Ces éléments sont suffisamment précis pour permettre à l’employeur d’y répondre.

La société La Bégude Saint Pierre pour contester la pertinence des éléments produit par l’appelant fait observer que :

– les plannings ont été établis unilatéralement par M.[H] et n’ont été transmis qu’en vue de l’établissement de son solde de tout compte,

– il n’a jamais fait part de sa difficulté à prendre les pauses repas et il ne lui a jamais été demandé de le faire,

– il est à relever de nombreuses incohérences et omission dans les plannings produits à l’instar de la semaine du 11 au 17 septembre 2017 et celle du 23 au 29 octobre 2017 où il a récupéré 2 x 39 heures, ou les semaines du 18/09/2017, 25/09/2017, 09/10/2017 et 16/10/2017 où il a récupéré des heures pour en arriver à un total de 107,25 heures, la fermeture du restaurant le 3 et 4 juillet 2017 où il a indiqué travailler 7 à 8 heures,

– des incohérences sur les relevés d’heures :

> le 1 er mai 2017, le restaurant est fermé le midi (ses collègues du restaurant sont en repos ce jour-là), M.[P] [H] a juste assuré le service du petit déjeuner (fin du petit déjeuner à 10h00) pour au maximum les 28 clients de l’hôtel : il note tout de même 5h45 de travail (entre 6h45 et 12h30),

> le 7 juin 2017, où il n’y avait aucune réservation sur le repas de midi, M.[P] [H] a noté 13 heures de travail. Or, le 9 juin 2017, où il y a, à la fois, des réservations pour le déjeuner et pour le dîner, M.[P] [H] a noté le même nombre d’heures de travail, soit 13h30 de travail sur la journée

>les 3 et 4 juillet 2017, le restaurant est fermé. Pour autant, dans ses plannings produits devant le Conseil puis devant la Cour, il note : « n’ayant pris aucune note ces 2 jours, je marque 7 et 8 heures »

* [Données fournies]:
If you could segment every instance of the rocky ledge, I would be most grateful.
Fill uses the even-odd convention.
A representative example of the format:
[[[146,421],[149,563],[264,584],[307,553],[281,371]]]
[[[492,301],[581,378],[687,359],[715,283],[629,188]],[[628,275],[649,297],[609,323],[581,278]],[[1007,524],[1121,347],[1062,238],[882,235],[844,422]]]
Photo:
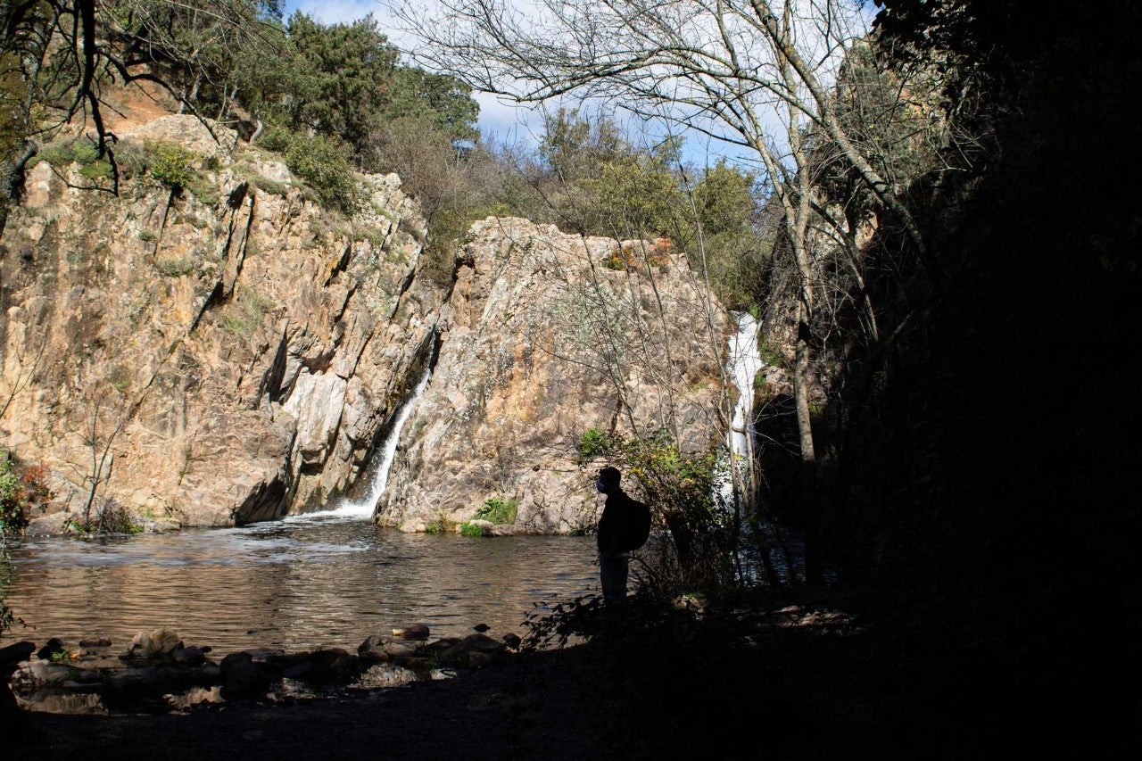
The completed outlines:
[[[486,631],[484,625],[475,628]],[[520,646],[512,633],[501,640],[482,631],[464,638],[429,634],[426,625],[413,624],[369,635],[355,652],[256,648],[215,658],[210,647],[184,644],[177,633],[160,628],[139,633],[118,655],[107,639],[82,640],[75,647],[51,639],[39,650],[31,642],[17,642],[0,650],[0,664],[3,679],[11,674],[10,690],[25,710],[164,713],[232,700],[275,702],[451,679]]]

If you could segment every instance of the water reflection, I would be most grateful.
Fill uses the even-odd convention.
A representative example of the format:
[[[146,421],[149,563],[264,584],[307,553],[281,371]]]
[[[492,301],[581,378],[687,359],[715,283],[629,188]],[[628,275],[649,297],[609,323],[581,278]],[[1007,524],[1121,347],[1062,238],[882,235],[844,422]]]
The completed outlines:
[[[11,634],[70,643],[175,628],[222,651],[355,647],[423,620],[434,635],[477,623],[517,631],[531,603],[594,585],[589,537],[469,539],[385,531],[336,515],[220,530],[13,547]],[[34,627],[34,628],[31,628]]]

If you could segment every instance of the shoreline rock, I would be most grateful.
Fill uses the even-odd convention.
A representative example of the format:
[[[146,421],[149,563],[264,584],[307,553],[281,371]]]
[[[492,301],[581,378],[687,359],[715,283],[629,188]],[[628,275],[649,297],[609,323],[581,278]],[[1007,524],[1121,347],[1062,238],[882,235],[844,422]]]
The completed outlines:
[[[210,647],[184,644],[176,632],[158,628],[137,634],[118,657],[105,638],[85,640],[82,650],[70,650],[53,639],[40,650],[47,658],[33,655],[31,642],[0,654],[7,654],[14,671],[14,705],[25,711],[106,714],[167,713],[299,694],[320,697],[330,689],[393,689],[452,679],[518,644],[514,633],[502,640],[478,632],[431,640],[427,626],[412,624],[394,628],[392,635],[371,634],[355,652],[336,647],[296,652],[248,648],[215,660]]]

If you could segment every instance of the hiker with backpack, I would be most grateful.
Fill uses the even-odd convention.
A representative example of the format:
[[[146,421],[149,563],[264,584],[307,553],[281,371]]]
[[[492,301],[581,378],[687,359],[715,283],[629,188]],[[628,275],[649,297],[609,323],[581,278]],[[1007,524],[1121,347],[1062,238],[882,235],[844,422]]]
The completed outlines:
[[[650,536],[650,508],[622,490],[621,478],[617,467],[604,467],[595,481],[595,487],[606,495],[598,519],[598,572],[608,602],[626,599],[630,553]]]

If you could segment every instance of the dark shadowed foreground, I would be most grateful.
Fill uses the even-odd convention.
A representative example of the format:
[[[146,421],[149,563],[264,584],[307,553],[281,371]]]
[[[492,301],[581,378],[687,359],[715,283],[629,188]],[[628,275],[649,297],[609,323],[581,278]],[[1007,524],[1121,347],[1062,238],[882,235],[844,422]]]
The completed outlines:
[[[1027,654],[942,602],[863,593],[705,610],[634,602],[621,615],[573,616],[594,634],[587,644],[507,656],[449,681],[183,715],[33,714],[38,737],[6,758],[988,758],[1010,742],[1087,758],[1137,750],[1125,713],[1077,704],[1064,673],[1057,691],[1031,694],[1015,665]]]

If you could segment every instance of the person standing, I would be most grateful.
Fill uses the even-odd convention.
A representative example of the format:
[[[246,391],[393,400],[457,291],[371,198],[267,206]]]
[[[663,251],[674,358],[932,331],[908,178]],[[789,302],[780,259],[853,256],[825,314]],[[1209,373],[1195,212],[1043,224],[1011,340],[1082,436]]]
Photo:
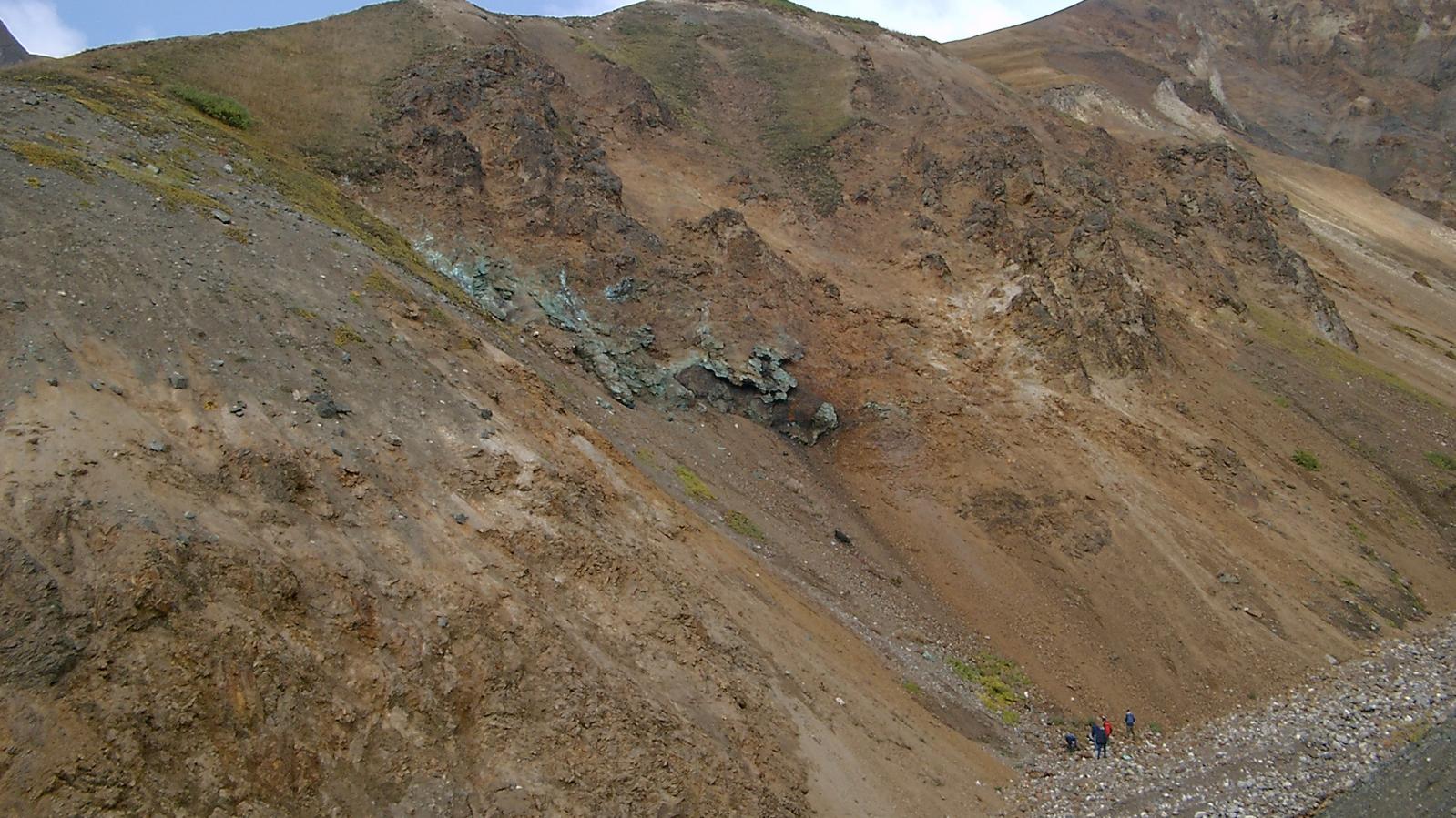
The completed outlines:
[[[1092,723],[1092,747],[1096,748],[1098,758],[1107,758],[1107,731],[1095,722]]]

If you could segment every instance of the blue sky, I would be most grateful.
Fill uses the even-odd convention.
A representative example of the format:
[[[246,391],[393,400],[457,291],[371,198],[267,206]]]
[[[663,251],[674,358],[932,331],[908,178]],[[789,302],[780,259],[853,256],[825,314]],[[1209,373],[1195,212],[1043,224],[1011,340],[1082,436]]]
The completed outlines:
[[[0,0],[0,20],[33,54],[64,57],[132,39],[281,26],[313,20],[367,0]],[[799,0],[821,12],[885,28],[958,39],[1016,25],[1070,6],[1070,0]],[[598,15],[613,0],[476,0],[515,15]]]

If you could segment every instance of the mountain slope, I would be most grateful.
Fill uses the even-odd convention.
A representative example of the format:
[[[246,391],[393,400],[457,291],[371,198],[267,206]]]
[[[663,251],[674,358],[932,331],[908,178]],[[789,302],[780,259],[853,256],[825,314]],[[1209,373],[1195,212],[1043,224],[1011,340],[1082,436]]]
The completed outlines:
[[[23,63],[29,58],[31,55],[25,51],[25,47],[15,39],[10,29],[0,20],[0,67]]]
[[[205,758],[303,812],[983,812],[1057,718],[1198,720],[1456,603],[1453,380],[1373,362],[1379,279],[1255,153],[782,3],[386,3],[3,82],[47,100],[0,124],[44,342],[9,604],[51,611],[12,741],[121,719],[102,664],[317,667],[185,675],[119,761],[52,738],[4,773],[67,770],[48,809],[191,803]]]
[[[1089,0],[952,48],[1026,90],[1082,77],[1146,109],[1178,96],[1453,226],[1453,25],[1441,0]]]
[[[0,93],[0,812],[994,802],[331,183],[146,90]]]

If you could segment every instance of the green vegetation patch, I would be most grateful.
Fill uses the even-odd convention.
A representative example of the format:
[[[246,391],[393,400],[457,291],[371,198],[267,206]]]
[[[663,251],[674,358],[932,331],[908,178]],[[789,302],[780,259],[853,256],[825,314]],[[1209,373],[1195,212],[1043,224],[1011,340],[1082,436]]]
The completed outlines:
[[[179,182],[172,173],[149,173],[116,157],[106,160],[106,170],[128,182],[141,185],[170,213],[186,208],[197,211],[199,215],[210,215],[214,210],[227,213],[227,207],[223,202],[201,191],[194,191]]]
[[[240,131],[246,131],[253,127],[253,115],[248,112],[248,108],[245,108],[242,102],[237,102],[230,96],[181,84],[172,86],[170,90],[172,96],[191,105],[199,114],[211,116],[224,125]]]
[[[1452,413],[1450,406],[1421,392],[1405,378],[1388,373],[1354,352],[1313,335],[1270,307],[1249,304],[1248,314],[1254,319],[1254,323],[1265,339],[1294,358],[1310,364],[1325,380],[1344,384],[1353,378],[1370,378],[1420,403]]]
[[[678,466],[673,473],[677,474],[677,482],[681,483],[687,496],[700,502],[712,502],[718,499],[718,495],[708,488],[708,483],[705,483],[703,479],[695,474],[687,466]]]
[[[983,651],[970,661],[946,656],[951,671],[978,688],[978,696],[987,709],[1000,716],[1002,722],[1015,725],[1021,720],[1022,693],[1031,688],[1031,677],[1016,662]]]
[[[50,167],[76,176],[83,182],[96,178],[86,157],[71,148],[51,147],[41,143],[13,141],[4,143],[6,150],[29,162],[36,167]]]
[[[741,511],[729,511],[728,514],[724,515],[724,523],[727,523],[729,528],[743,534],[744,537],[748,537],[750,540],[757,540],[763,543],[769,539],[767,536],[764,536],[763,528],[759,528],[759,524],[754,523],[753,518],[750,518],[747,514]]]
[[[738,67],[772,90],[759,141],[815,213],[843,199],[830,141],[849,128],[850,64],[827,47],[804,42],[776,25],[748,25],[735,51]]]
[[[333,327],[335,346],[348,346],[351,344],[360,344],[360,345],[364,344],[364,336],[360,335],[360,330],[354,329],[347,323],[341,323],[339,326]]]
[[[697,124],[696,108],[706,87],[705,26],[657,9],[628,9],[613,26],[610,45],[585,41],[581,49],[638,73],[674,116]]]
[[[791,0],[756,0],[764,9],[779,12],[782,15],[794,15],[796,17],[808,17],[817,20],[826,20],[836,23],[856,33],[874,33],[881,31],[878,25],[871,20],[863,20],[860,17],[842,17],[839,15],[828,15],[824,12],[815,12],[814,9],[799,6]]]

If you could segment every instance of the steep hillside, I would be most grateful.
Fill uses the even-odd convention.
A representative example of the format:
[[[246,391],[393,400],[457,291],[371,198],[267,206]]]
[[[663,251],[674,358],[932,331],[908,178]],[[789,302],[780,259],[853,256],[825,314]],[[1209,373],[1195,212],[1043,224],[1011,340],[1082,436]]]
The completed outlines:
[[[1191,109],[1456,226],[1453,47],[1443,0],[1088,0],[952,49],[1024,90],[1096,83]]]
[[[0,83],[0,812],[994,803],[392,229],[149,90],[36,84]]]
[[[25,51],[25,47],[15,39],[10,29],[0,20],[0,67],[23,63],[29,58],[31,55]]]
[[[1302,163],[779,1],[0,89],[0,776],[50,811],[986,812],[1061,719],[1456,607],[1456,377],[1386,338],[1441,357],[1450,287],[1382,306],[1443,234],[1363,188],[1341,245]]]

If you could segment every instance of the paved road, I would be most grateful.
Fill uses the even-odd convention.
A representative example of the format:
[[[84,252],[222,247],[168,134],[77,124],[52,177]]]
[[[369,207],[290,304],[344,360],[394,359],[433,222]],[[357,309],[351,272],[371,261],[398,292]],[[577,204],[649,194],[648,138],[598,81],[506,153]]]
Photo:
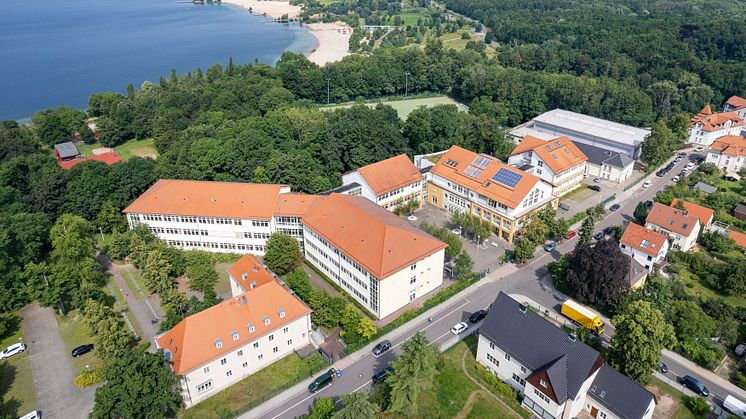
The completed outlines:
[[[688,159],[684,159],[666,176],[661,178],[653,175],[650,178],[653,185],[649,188],[640,187],[619,194],[618,200],[615,202],[619,203],[621,208],[616,212],[607,212],[606,217],[597,224],[597,229],[602,230],[605,227],[629,221],[637,203],[652,200],[657,190],[671,184],[671,179],[678,174],[686,162],[688,162]],[[503,266],[474,287],[464,290],[446,303],[433,308],[395,330],[390,334],[390,336],[395,336],[390,337],[393,344],[392,350],[381,357],[374,357],[370,353],[374,342],[367,348],[339,361],[335,364],[335,367],[342,370],[342,376],[316,394],[312,395],[306,390],[306,387],[312,381],[307,379],[276,398],[247,412],[242,417],[292,418],[307,414],[316,397],[333,397],[336,399],[346,393],[367,390],[371,387],[370,377],[394,360],[401,349],[400,345],[415,332],[425,332],[427,338],[440,345],[441,349],[450,347],[458,339],[450,333],[451,326],[457,322],[465,321],[474,311],[488,307],[500,291],[516,298],[526,296],[558,313],[562,300],[556,298],[551,290],[547,290],[547,287],[543,286],[541,278],[546,275],[547,263],[571,251],[575,247],[576,240],[577,237],[560,244],[551,253],[540,250],[536,258],[520,269],[516,269],[514,265]],[[428,322],[428,316],[432,316],[432,323]],[[475,330],[476,327],[478,325],[472,326],[471,330]],[[612,332],[612,328],[607,328],[607,334]],[[459,338],[464,336],[462,335]],[[685,372],[693,375],[702,380],[716,398],[722,399],[727,394],[743,392],[733,385],[727,385],[727,382],[723,383],[723,380],[718,379],[709,371],[703,370],[685,359],[680,359],[675,354],[667,353],[663,359],[671,369],[670,376],[684,374]],[[715,384],[716,382],[718,384]],[[726,390],[725,387],[728,387],[728,389]],[[743,398],[746,399],[746,397]]]
[[[31,374],[36,387],[37,409],[44,418],[88,417],[93,409],[95,388],[75,386],[70,353],[65,348],[51,308],[33,303],[21,310]]]

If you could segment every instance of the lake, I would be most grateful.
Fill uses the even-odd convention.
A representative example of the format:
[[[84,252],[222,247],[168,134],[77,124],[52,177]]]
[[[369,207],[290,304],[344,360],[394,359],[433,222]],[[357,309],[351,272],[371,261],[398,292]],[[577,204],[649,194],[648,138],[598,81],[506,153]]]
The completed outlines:
[[[94,92],[126,92],[171,69],[214,63],[274,64],[315,38],[227,4],[173,0],[8,0],[0,13],[0,120],[69,105]]]

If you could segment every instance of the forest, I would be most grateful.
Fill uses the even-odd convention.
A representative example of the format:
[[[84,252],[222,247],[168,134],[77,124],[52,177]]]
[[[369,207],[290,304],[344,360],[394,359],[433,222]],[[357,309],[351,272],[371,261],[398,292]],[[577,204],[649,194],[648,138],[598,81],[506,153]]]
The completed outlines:
[[[446,0],[489,29],[499,64],[610,78],[641,90],[654,112],[696,113],[746,93],[743,2],[726,0]]]

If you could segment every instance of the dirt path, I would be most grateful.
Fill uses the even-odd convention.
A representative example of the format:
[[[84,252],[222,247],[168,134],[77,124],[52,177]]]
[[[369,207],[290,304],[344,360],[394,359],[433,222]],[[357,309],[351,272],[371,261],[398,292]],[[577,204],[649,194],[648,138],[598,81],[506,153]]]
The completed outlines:
[[[482,390],[483,390],[483,391],[484,391],[485,393],[489,394],[489,395],[490,395],[490,396],[492,396],[492,397],[493,397],[493,398],[494,398],[495,400],[497,400],[497,402],[498,402],[498,403],[500,403],[501,405],[505,406],[505,408],[506,408],[506,409],[508,409],[508,411],[510,411],[510,412],[512,412],[512,413],[513,413],[513,416],[515,416],[515,417],[517,417],[517,418],[522,418],[522,416],[521,416],[521,415],[519,415],[518,413],[516,413],[516,412],[515,412],[515,411],[513,410],[513,408],[512,408],[512,407],[510,407],[510,406],[508,406],[507,404],[505,404],[505,402],[504,402],[504,401],[502,401],[502,399],[500,399],[499,397],[497,397],[496,395],[494,395],[494,394],[493,394],[493,393],[492,393],[491,391],[489,391],[489,390],[487,389],[487,387],[483,386],[483,385],[482,385],[482,383],[480,383],[479,381],[477,381],[477,380],[476,380],[476,379],[475,379],[474,377],[472,377],[472,376],[471,376],[471,375],[469,374],[469,371],[467,371],[467,370],[466,370],[466,355],[467,355],[468,353],[469,353],[469,348],[466,348],[466,349],[464,349],[464,355],[462,355],[462,356],[461,356],[461,369],[462,369],[462,370],[464,370],[464,374],[466,374],[466,376],[467,376],[467,377],[469,377],[469,379],[470,379],[471,381],[473,381],[473,382],[474,382],[474,384],[478,385],[478,386],[479,386],[479,387],[480,387],[480,388],[481,388],[481,389],[482,389]],[[476,394],[478,394],[478,393],[477,393],[477,392],[475,391],[475,392],[472,392],[472,393],[471,393],[471,394],[469,395],[469,400],[467,400],[467,401],[466,401],[466,405],[464,405],[464,408],[466,408],[467,406],[469,406],[469,409],[471,409],[471,406],[469,405],[469,402],[471,402],[472,404],[474,403],[474,400],[473,400],[472,396],[474,396],[474,397],[476,398]],[[463,412],[464,412],[464,409],[461,409],[461,412],[459,412],[459,415],[460,415],[461,413],[463,413]],[[469,413],[469,411],[467,410],[467,411],[466,411],[466,413],[468,414],[468,413]]]

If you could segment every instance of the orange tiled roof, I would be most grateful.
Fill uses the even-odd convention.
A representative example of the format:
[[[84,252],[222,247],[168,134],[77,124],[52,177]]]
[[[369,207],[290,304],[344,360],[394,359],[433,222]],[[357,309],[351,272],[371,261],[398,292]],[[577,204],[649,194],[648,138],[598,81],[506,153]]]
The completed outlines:
[[[280,309],[285,311],[283,318]],[[156,341],[171,352],[173,370],[182,375],[310,312],[287,288],[272,281],[185,318]],[[265,316],[269,325],[264,324]],[[253,333],[249,324],[254,325]],[[233,340],[233,332],[238,333],[237,340]],[[216,339],[222,343],[220,349]]]
[[[694,127],[698,123],[701,123],[703,131],[717,131],[722,129],[723,125],[728,121],[733,121],[734,126],[744,125],[744,120],[741,119],[736,112],[719,112],[710,114],[700,112],[691,119],[689,126]]]
[[[126,213],[270,219],[283,185],[161,179]]]
[[[658,256],[668,237],[635,223],[629,223],[619,243],[637,249],[650,256]]]
[[[676,208],[676,203],[678,202],[679,198],[674,198],[673,201],[671,201],[671,207]],[[699,223],[703,226],[710,224],[710,221],[712,221],[712,218],[715,216],[715,211],[711,210],[710,208],[703,207],[702,205],[697,205],[693,202],[687,202],[684,200],[682,200],[681,202],[684,203],[686,212],[699,218]]]
[[[306,214],[303,224],[379,280],[446,247],[361,196],[333,193]]]
[[[736,245],[746,248],[746,234],[730,230],[728,231],[728,237],[733,239],[733,241],[736,242]]]
[[[465,171],[480,156],[486,159],[487,166],[476,176],[467,175]],[[510,188],[492,180],[492,177],[500,169],[506,169],[522,176],[515,187]],[[539,182],[538,177],[510,167],[492,156],[477,154],[455,145],[438,160],[438,163],[430,169],[430,173],[462,185],[510,208],[517,208],[536,183]]]
[[[376,196],[422,180],[422,173],[406,154],[363,166],[357,171]]]
[[[724,135],[710,146],[710,152],[720,152],[729,156],[746,156],[746,138],[740,135]]]
[[[746,99],[740,96],[731,96],[725,103],[736,109],[746,108]]]
[[[529,150],[533,150],[536,147],[544,145],[545,143],[546,141],[542,140],[541,138],[526,135],[525,137],[523,137],[523,140],[521,140],[521,142],[518,143],[517,146],[515,146],[510,155],[515,156],[516,154],[525,153]]]
[[[236,263],[231,265],[228,268],[228,273],[241,285],[244,291],[251,289],[252,282],[254,283],[254,288],[256,288],[274,281],[272,272],[265,269],[261,262],[249,254],[241,256],[241,259],[238,259]]]
[[[656,202],[653,204],[653,208],[650,209],[645,221],[666,230],[673,231],[674,233],[689,237],[692,230],[694,230],[694,227],[699,222],[699,219],[686,212],[679,211],[676,208]]]
[[[80,159],[72,159],[72,160],[67,160],[67,161],[60,161],[59,165],[64,170],[70,170],[76,164],[83,163],[84,161],[100,161],[111,166],[114,163],[119,163],[120,161],[122,161],[122,158],[119,157],[119,155],[115,151],[110,151],[108,153],[102,153],[102,154],[98,154],[95,156],[83,157]]]
[[[286,217],[302,217],[321,198],[319,195],[306,195],[301,193],[280,194],[277,199],[275,215]]]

* [Consignes]:
a – Répondez aux questions suivantes à partir du texte source.
(i) Selon la société, en vue de quoi les plannings ont-ils été transmis ?
(ii) Le 1er mai 2017, combien de clients de l'hôtel y avait-il au maximum pour le petit déjeuner ?
(iii) Que dit le texte source du restaurant les 3 et 4 juillet 2017 ?
b – Reprenez la rédaction du texte source après sa dernière phrase.

* [Corrigé]:
a –
(i) Ils n'ont été transmis qu'en vue de l'établissement du solde de tout compte de M.[H].
(ii) Il y avait au maximum 28 clients.
(iii) Le restaurant était fermé ces deux jours-là.

b –
>le 15 août 2017, alors qu’il y a 20 couverts à midi, il note qu’il a travaillé seulement entre

10h00 et 16h15 ;

> le 16 août 2017, alors qu’il y a 9 couverts à midi, il note également qu’il a travaillé entre 10h00 et 16h00 ;

> le 24 août 2017, alors que le restaurant est fermé le midi, M.[P] [H] a noté

10h15 de travail (soit de 9h15 à 13h30)

> le 6 septembre 2017, alors que le restaurant est fermé le soir, M.[P] [H] a

noté 12h30 de travail (soit de 8h00 à 00h30)

– les heures qu’il prétend avoir réalisées ne l’ont pas été à la demande de l’employeur,

– il disposait de moyens suffisants pour mener à bien ses fonctions avec 24 salariés pour une moyenne de 40 clients au petit-déjeuner, 10 personnes à midi et 35 clients le soir,

– il n’a pas respecté les obligations contractuelles et conventionnelles auxquelles il est soumis.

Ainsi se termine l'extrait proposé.